SET TASK
Lay out every line of the listing below as a JSON list of strings, one string per line, skipping blank lines and leaving out the pictures.

GIVEN RECORDS
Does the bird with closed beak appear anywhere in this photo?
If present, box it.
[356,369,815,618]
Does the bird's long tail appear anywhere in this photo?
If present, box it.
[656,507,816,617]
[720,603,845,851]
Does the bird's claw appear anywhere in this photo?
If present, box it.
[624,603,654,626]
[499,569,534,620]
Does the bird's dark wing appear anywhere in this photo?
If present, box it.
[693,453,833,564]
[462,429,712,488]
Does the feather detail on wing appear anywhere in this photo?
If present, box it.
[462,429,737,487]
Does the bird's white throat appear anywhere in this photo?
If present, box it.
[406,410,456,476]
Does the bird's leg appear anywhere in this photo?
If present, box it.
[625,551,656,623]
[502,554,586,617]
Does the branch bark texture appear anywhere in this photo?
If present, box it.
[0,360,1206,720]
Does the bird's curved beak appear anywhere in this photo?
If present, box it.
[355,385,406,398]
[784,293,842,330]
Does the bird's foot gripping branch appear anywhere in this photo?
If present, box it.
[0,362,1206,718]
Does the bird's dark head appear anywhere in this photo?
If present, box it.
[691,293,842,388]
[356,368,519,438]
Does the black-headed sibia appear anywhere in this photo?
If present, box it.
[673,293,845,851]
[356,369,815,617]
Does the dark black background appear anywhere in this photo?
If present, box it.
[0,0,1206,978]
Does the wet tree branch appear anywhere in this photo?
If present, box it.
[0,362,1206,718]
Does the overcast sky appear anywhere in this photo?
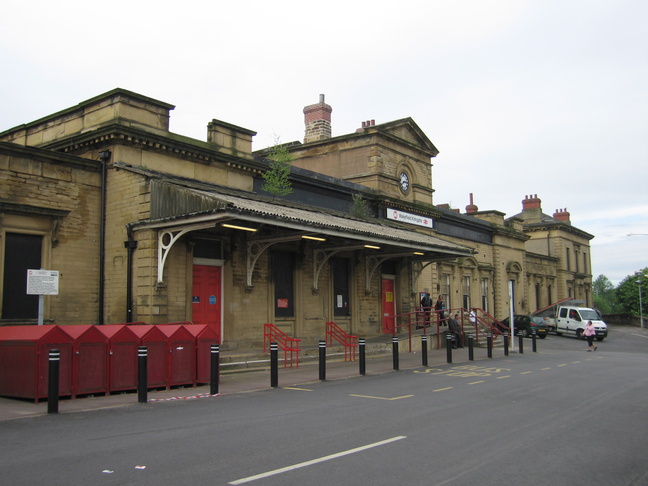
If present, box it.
[0,0,648,284]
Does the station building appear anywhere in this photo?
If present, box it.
[0,89,593,349]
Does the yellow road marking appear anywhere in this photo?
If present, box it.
[349,394,414,400]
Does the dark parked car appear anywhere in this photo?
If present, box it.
[500,314,549,339]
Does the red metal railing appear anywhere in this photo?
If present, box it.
[263,323,301,368]
[326,322,358,361]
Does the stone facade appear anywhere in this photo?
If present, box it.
[0,89,592,348]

WRITTEN REPLY
[
  "Does the bird with closed beak appear anywhere in this photo?",
  "If present, box it.",
  "[356,369,815,618]",
  "Does the bird's long tail appear anywhere in this photo?",
  "If present, box it.",
  "[656,507,816,617]",
  "[720,603,845,851]",
  "Does the bird's claw appear anywhere in this photo?",
  "If present, box it.",
  "[624,603,654,626]",
  "[499,569,534,620]",
  "Does the bird's dark wing appear anywhere in this photo?",
  "If present, box it.",
  "[693,453,833,564]",
  "[462,429,712,488]",
  "Does the feather detail on wing appear anywhere in this photo?",
  "If present, box it.",
  "[462,429,737,487]",
  "Does the bird's white throat appear anywhere in this photo?",
  "If present, box it.",
  "[406,410,456,476]",
  "Does the bird's leg appear anywhere in this photo?",
  "If present, box it.",
  "[625,551,656,623]",
  "[502,554,586,617]",
  "Does the branch bark texture appear anywhere in this photo?",
  "If present, box it.",
  "[0,360,1206,720]",
  "Does the bird's curved beak appear anywhere in this photo?",
  "If present, box it.",
  "[355,385,406,398]",
  "[784,293,842,330]",
  "Does the bird's foot gripping branch appear anywhere in this photo?",
  "If present, box it.",
  "[0,362,1206,718]",
  "Does the bird's dark head appear anywhere in this photo?",
  "If present, box it.",
  "[691,293,842,388]",
  "[356,368,519,438]",
  "Does the black-headed sibia appear anywhere in this photo?",
  "If present, box it.",
  "[673,293,845,851]",
  "[356,369,815,617]",
  "Does the dark black background appear anywhere in this photo?",
  "If present, box it.",
  "[0,0,1206,978]",
  "Does the wet tree branch appear anywhere in this photo?",
  "If present, box it.",
  "[0,362,1206,718]",
  "Does the overcast sky appear anywhere in this photo?",
  "If present, box it.",
  "[0,0,648,284]",
  "Does the station building appear anywhere in this photo?",
  "If present, box it.",
  "[0,89,593,349]",
  "Does the yellow road marking appear anywhere in this photo?",
  "If present, box it.",
  "[349,394,414,400]",
  "Does the dark parked car appear anywhere in this photo?",
  "If present, box it.",
  "[500,314,549,339]",
  "Does the red metal railing appear anywhere in this photo?",
  "If present, box it.",
  "[263,323,301,368]",
  "[326,322,358,361]",
  "Does the stone facade appear anywhere in this photo?",
  "If present, box it.",
  "[0,89,592,348]"
]